■ PAGE EXTRACT ■
· · ·

Jeff Peterson is an associate professor in the Sociology and Anthropology Department, specifically in wine studies. He said he has been teaching remotely since the beginning of the pandemic, but only because he has a pre-existing condition.

Peterson lives with his 80-year-old mother, who has four pre-existing conditions, but he said he would not have been able to opt-out of teaching in-person by choice, if not for his own condition.

“I can name at least five colleagues who have spouses or household members with pre-existing conditions who have been told they need to be in the classroom,” Peterson said.

“The faculty, all together, in one voice — we are very frustrated, and we are rather scared,” Anton Belov, associate professor of music, said.

Other professors also said they don’t feel safe returning to in-person teaching.

“If they’re forcing us back at a very dangerous time, when we’ve had an outbreak … In no way, shape or form I as a faculty member feel safe being in that space,” said Reshmi Dutt-Ballerstadt, a professor in the Department of English and Co-coordinator of Gender Studies. “And if I don’t feel safe, and I talk like a parent here, I’m not going to put my child in a space where I don’t feel safe. I cannot put any of my students in that space where they’re not feeling safe.”

Tanya Tompkins, a psychology professor, said she surveyed her students, and the majority said they would prefer if classes continued remotely in the near future, which she said she will do.

“I see us as a learning community, and none of us can learn or teach if we feel threatened or unsafe,” Tompkins said.

Both students and faculty said they want more transparency from Linfield, and signs that administrators are taking their concerns into consideration.

· · ·

■ ACTIVITIES ■
#1 In the article on faculty safety, how old is Jeff Peterson's mother?
#2 Rewrite the article on faculty safety from "Tanya Tompkins, a" to "she will do.", putting "polled" in place of "surveyed".

■ RECORD EXTRACTS ■
· · ·

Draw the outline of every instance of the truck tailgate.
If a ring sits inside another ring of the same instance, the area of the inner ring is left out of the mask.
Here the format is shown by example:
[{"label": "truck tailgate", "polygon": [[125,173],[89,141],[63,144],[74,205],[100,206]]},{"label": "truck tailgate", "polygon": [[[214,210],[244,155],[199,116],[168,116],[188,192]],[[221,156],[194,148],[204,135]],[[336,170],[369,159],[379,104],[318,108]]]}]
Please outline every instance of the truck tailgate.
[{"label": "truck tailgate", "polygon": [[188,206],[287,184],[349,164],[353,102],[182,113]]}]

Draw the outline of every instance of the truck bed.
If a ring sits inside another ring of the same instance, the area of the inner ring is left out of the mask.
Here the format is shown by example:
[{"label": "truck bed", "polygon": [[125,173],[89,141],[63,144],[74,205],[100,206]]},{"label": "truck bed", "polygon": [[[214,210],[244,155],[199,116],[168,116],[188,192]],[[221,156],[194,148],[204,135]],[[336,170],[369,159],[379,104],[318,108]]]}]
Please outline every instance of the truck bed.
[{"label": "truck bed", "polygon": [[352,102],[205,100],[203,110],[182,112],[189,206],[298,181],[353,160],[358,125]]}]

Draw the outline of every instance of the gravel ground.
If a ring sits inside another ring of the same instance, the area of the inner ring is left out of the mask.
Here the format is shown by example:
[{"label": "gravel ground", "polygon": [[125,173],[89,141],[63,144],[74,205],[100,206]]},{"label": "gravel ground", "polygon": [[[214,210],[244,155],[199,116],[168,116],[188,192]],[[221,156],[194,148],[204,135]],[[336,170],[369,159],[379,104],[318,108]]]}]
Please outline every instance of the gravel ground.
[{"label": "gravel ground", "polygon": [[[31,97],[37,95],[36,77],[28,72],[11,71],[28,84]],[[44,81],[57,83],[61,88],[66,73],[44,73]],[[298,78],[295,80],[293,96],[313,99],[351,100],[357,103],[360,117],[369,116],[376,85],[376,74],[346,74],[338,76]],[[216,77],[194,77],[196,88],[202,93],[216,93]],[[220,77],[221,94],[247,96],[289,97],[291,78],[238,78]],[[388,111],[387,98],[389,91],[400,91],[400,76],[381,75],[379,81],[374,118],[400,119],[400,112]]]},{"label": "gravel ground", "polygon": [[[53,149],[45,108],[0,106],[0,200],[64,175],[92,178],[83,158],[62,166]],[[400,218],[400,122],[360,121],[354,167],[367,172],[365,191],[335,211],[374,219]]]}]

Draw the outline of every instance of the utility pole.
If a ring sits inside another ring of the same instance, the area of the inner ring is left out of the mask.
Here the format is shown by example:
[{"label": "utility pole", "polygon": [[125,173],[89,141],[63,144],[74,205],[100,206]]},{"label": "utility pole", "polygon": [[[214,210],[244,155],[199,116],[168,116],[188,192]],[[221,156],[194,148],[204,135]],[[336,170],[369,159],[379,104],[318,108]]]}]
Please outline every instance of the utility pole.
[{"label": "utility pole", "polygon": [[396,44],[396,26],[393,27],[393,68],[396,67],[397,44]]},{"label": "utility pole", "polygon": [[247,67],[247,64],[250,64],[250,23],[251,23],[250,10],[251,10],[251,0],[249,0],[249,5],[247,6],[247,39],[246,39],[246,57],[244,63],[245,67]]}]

· · ·

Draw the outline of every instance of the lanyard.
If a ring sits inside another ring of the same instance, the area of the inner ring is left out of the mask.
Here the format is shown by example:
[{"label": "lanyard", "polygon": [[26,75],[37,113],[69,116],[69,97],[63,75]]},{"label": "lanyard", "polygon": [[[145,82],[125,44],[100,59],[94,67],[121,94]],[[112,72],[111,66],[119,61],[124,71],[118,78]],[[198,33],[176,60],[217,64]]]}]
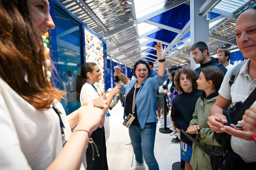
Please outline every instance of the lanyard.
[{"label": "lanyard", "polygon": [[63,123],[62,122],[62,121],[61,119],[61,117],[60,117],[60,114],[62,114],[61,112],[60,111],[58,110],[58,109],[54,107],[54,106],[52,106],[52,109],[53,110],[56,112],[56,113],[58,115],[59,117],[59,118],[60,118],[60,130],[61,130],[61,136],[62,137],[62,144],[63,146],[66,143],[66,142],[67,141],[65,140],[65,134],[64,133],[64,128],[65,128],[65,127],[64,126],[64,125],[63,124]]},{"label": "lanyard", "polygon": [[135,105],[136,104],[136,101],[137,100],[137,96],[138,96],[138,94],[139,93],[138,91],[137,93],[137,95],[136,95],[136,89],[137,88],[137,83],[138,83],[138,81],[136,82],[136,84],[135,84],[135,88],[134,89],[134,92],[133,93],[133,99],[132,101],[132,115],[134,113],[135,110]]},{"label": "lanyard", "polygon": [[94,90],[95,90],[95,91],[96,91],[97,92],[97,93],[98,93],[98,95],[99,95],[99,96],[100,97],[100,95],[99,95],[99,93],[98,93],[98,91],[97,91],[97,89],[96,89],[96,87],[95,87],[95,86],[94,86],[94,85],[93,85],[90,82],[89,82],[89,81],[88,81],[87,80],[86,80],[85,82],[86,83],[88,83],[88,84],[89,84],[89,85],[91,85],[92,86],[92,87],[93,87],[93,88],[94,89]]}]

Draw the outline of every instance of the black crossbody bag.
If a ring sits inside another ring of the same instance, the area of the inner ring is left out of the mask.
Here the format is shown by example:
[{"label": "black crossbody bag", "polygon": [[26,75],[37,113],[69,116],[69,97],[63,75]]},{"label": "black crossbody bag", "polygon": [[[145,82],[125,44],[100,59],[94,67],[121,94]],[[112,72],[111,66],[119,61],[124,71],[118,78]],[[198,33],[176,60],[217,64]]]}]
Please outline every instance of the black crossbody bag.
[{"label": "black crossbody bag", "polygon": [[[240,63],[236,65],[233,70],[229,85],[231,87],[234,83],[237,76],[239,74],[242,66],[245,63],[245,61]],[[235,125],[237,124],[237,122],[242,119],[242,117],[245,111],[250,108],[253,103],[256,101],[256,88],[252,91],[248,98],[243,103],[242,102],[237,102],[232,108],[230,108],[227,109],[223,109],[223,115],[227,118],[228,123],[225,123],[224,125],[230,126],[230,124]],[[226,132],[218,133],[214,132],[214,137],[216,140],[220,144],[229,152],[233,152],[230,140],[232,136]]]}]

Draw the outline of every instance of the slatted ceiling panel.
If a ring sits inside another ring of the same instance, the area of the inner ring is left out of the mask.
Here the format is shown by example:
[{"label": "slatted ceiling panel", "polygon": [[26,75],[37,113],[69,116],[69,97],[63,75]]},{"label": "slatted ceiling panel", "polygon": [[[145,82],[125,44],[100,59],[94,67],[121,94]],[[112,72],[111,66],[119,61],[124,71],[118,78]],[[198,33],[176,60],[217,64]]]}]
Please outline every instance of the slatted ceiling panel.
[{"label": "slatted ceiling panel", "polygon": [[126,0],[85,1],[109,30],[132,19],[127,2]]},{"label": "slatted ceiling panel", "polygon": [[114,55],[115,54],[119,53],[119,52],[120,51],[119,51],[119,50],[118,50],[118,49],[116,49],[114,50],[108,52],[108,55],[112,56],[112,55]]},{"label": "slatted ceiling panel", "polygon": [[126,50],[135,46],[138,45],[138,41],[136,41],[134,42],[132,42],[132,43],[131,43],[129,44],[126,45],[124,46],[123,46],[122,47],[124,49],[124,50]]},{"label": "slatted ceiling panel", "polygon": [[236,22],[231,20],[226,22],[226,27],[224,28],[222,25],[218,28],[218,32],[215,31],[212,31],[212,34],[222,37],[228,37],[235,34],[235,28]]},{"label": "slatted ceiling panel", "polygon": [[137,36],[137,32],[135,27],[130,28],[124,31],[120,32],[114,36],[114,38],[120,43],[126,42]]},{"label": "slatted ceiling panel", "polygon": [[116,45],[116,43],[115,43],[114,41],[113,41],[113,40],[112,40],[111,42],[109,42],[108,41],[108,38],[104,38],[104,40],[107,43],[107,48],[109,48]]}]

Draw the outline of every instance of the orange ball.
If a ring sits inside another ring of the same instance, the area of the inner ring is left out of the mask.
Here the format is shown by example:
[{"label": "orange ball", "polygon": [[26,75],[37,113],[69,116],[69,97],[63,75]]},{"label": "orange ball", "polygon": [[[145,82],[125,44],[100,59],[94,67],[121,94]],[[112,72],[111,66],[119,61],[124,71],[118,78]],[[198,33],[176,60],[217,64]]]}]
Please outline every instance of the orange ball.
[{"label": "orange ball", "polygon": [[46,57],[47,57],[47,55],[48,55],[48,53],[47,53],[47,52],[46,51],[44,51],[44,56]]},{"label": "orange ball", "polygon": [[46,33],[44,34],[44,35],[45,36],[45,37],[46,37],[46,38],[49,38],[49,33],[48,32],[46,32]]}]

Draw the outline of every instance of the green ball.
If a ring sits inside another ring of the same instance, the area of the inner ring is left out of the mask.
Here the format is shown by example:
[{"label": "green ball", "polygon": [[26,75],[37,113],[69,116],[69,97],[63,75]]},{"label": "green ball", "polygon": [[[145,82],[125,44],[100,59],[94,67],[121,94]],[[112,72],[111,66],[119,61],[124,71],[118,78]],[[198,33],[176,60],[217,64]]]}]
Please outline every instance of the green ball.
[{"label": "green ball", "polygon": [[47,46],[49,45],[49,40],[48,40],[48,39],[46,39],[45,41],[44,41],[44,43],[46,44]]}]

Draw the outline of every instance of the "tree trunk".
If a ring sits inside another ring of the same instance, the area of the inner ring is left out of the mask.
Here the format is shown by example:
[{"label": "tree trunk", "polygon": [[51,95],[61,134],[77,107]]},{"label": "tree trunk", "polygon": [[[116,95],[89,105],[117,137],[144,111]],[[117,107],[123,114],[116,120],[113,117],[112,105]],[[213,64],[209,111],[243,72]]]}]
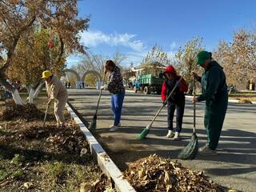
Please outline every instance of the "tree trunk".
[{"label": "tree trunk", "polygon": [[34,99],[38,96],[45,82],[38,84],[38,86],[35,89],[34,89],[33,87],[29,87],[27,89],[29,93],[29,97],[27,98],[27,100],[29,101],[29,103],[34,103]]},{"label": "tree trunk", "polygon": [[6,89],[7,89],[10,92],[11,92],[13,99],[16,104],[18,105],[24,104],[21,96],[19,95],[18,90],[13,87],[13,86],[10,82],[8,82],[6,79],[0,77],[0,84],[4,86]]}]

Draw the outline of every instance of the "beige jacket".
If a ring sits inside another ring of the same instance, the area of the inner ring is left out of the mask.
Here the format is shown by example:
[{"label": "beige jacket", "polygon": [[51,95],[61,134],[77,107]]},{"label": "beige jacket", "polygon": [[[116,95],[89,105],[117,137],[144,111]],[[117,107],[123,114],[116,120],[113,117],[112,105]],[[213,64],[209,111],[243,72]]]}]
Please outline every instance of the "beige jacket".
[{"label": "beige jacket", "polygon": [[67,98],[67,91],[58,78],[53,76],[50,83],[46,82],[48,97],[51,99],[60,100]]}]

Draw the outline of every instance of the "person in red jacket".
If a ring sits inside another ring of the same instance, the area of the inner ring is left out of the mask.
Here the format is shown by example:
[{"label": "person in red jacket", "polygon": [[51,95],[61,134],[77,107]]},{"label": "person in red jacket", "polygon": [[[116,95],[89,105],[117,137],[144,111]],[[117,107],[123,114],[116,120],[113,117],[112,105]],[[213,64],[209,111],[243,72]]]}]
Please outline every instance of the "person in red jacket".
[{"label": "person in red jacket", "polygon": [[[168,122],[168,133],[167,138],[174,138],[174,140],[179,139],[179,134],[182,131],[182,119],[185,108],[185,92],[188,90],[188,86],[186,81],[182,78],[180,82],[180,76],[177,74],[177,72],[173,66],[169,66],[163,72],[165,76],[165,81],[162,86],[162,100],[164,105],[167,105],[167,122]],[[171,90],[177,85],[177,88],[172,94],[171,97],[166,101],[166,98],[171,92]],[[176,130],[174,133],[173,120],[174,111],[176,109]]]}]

· · ·

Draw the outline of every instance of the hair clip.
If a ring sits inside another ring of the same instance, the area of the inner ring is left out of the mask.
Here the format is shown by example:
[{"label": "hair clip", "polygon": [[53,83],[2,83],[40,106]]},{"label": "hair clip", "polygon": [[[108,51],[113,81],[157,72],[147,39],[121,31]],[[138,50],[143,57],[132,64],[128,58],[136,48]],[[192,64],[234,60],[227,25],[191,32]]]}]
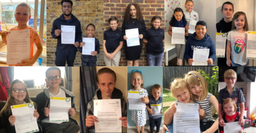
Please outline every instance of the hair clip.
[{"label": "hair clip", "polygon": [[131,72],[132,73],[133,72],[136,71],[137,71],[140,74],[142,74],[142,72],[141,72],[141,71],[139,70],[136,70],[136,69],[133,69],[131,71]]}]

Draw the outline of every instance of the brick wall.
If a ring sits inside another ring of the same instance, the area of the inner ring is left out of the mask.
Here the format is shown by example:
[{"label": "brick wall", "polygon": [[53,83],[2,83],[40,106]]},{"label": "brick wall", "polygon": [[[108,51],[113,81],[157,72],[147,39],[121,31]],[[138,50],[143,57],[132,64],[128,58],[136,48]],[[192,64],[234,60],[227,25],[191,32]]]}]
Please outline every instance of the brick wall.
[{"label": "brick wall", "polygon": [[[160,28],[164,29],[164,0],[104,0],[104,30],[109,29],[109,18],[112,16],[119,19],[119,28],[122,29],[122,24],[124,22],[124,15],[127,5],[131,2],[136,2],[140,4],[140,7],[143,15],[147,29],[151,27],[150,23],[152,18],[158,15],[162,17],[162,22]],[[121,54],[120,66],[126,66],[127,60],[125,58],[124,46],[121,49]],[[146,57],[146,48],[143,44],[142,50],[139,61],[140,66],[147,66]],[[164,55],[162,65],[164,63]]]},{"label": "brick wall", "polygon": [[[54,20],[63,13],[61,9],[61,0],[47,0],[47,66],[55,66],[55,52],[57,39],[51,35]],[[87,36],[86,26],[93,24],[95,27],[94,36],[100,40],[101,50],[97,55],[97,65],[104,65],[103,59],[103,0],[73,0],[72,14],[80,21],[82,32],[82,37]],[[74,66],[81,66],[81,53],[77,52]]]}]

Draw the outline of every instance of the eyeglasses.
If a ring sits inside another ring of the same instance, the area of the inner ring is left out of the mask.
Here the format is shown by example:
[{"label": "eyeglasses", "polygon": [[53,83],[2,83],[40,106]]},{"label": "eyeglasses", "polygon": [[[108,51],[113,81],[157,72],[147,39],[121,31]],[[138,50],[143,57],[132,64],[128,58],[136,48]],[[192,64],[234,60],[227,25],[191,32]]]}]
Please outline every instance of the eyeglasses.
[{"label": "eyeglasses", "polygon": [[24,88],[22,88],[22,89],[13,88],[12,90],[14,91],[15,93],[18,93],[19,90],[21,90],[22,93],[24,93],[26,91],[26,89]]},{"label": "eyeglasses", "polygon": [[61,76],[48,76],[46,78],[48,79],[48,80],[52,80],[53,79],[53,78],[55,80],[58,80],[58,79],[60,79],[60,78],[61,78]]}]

· · ·

■ ANSWERS TO THIS EXERCISE ■
#1 She is 80 years old.

#2
Tanya Tompkins, a psychology professor, said she polled her students, and the majority said they would prefer if classes continued remotely in the near future, which she said she will do.